Exercise objective: Print only the line with "Mark every instance of the pilot" and the lines after it, ending with the last line of the material, each exactly as it stands.

Records for processing:
========================================================================

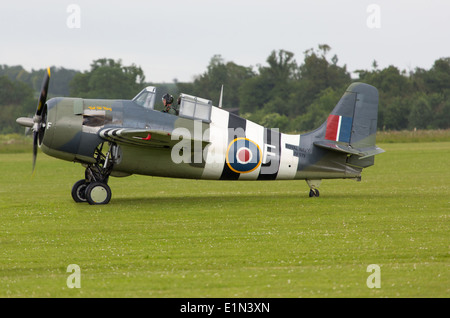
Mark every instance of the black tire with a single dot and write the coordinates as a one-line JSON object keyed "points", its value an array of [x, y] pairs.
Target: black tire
{"points": [[79, 191], [98, 193]]}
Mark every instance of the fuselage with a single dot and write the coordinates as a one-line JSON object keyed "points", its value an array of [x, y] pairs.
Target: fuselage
{"points": [[226, 147]]}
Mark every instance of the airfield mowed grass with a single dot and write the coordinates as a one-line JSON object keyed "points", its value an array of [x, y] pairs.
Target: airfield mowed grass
{"points": [[191, 238]]}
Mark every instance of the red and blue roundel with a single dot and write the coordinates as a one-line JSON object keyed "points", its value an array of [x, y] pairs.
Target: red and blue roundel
{"points": [[243, 155]]}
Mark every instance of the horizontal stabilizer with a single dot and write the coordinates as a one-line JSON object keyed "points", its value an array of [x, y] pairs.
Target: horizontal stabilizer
{"points": [[362, 153]]}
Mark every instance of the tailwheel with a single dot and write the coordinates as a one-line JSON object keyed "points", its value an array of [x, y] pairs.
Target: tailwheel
{"points": [[313, 185], [98, 193], [79, 191]]}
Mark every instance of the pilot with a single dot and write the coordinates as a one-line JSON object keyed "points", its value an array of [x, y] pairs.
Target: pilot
{"points": [[167, 102]]}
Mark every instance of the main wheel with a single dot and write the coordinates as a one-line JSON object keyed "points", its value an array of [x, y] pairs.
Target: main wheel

========================================================================

Answer for this exercise:
Mark every instance of the pilot with a single dot and write the coordinates as a one-line JSON object keyed "points", its value an array of [x, y] pairs.
Target: pilot
{"points": [[167, 102]]}
Mark every instance of the main wheel with a single dot and write the coordinates as a one-line JSON object keyed "points", its value an array of [x, y] pairs.
Target: main wheel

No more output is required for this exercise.